▸ **Selected extract**

— Begin —

Alex Shirley-Smith was a tree house architect. In 2013, fed up with designing custom-made suspended abodes that bordered on the extravagant for his wealthy clientele, he returned to earth and decided to find a new way up. With a friend, Kirk Kirchev, he set to work designing a tent that would perform much the same function as those houses: lifting people above nature and, he thinks, elevating the whole experience of camping.
His London-based company, Tentsile, makes strong tree tents that give ecotourists the amusement of sleeping in a tree house without the hassle of permanence or price. Though it’s only two years old, Tentsile is already striking deals with retailers like REI and Backcountry.com, among other global retailers and distributors, who recognize what may be a growing trend.
The camping industry is returning to pre-recession levels, and ecotourism vacations are on the rise too. According to a 2012 survey on TripAdvisor, 71% of respondents said they would make environmentally friendly travel decisions within the next 12 months, up six percentage points from the year before. These types of travelers are interested in visiting untouched, natural terrain while giving back to the local community.
In the world of camping and outdoor sports, tree tents fill a space that is somewhere between the extreme sport of vertical camping, which is popular with rock climbers, and hammock camping, for solo hikers. Vertical campers use portable hanging tent systems called portaledges, or portable ledges, to suspend a rigid cot from one anchor point when they want to take a nap on the side of a mountain.
Lately, tree tents have popped up at ecoresorts as a minimally invasive camping method, or as a new option at resorts that cater to glamping enthusiasts–travelers who seek out a novel camping experience. (Yurts are popular.)

— End —

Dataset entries
— Begin —

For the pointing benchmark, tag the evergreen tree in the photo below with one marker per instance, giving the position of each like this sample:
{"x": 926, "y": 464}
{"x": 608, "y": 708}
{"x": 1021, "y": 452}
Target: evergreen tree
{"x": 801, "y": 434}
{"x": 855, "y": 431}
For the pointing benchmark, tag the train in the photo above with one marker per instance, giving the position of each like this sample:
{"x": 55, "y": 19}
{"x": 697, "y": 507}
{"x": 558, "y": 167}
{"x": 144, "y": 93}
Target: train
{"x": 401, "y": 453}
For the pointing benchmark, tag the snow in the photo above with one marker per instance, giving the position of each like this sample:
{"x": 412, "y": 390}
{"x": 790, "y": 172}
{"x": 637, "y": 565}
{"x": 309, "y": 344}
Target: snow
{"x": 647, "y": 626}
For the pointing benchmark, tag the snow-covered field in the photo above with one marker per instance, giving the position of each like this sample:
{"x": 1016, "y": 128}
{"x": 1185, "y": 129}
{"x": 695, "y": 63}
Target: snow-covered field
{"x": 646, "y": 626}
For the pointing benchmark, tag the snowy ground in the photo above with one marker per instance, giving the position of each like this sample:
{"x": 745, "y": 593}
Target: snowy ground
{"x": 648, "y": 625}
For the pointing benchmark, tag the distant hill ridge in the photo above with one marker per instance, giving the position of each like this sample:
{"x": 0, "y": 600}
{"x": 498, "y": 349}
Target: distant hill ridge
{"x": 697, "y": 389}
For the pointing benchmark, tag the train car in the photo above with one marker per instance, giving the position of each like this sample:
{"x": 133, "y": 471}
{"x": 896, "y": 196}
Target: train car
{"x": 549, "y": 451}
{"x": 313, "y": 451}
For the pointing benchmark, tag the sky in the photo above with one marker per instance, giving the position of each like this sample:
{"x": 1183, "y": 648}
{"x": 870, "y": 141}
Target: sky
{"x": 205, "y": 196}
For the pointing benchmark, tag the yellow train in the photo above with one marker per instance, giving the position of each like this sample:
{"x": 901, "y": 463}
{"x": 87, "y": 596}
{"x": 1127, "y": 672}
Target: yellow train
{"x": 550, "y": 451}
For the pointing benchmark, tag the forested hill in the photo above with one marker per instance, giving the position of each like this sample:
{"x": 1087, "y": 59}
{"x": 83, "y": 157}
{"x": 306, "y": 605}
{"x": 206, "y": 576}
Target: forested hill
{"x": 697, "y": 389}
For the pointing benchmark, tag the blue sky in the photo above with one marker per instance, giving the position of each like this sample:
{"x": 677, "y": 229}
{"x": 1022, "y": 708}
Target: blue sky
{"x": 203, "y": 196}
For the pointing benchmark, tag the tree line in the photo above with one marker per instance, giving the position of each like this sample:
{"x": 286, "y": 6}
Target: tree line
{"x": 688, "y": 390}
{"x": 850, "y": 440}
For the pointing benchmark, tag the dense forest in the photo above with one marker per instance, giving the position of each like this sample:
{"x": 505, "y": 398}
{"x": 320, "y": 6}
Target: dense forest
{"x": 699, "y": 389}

— End —

▸ **Required tasks**
1 > Do these statements agree with the tree tent article? Answer yes or no for each, quoting the words that decide it. (a) Alex Shirley-Smith designed the tent on his own. (b) In a 2012 TripAdvisor survey, 71% of respondents said they would make environmentally friendly travel decisions within the next 12 months. (c) Tentsile is based in London.
2 > Update the tree tent article from "The camping industry" to "of a mountain.", replacing "portaledges" with "cliff cots".
3 > List every figure written in digits in the tree tent article.

▸ **Solutions to each task**
1 >
(a) No: "With a friend, Kirk Kirchev, he set to work designing a tent"
(b) Yes: "According to a 2012 survey on TripAdvisor, 71% of respondents said they would make environmentally friendly travel decisions within the next 12 months"
(c) Yes: "His London-based company, Tentsile"

2 >
The camping industry is returning to pre-recession levels, and ecotourism vacations are on the rise too. According to a 2012 survey on TripAdvisor, 71% of respondents said they would make environmentally friendly travel decisions within the next 12 months, up six percentage points from the year before. These types of travelers are interested in visiting untouched, natural terrain while giving back to the local community.
In the world of camping and outdoor sports, tree tents fill a space that is somewhere between the extreme sport of vertical camping, which is popular with rock climbers, and hammock camping, for solo hikers. Vertical campers use portable hanging tent systems called cliff cots, or portable ledges, to suspend a rigid cot from one anchor point when they want to take a nap on the side of a mountain.

3 > 2013; 2012; 71%; 12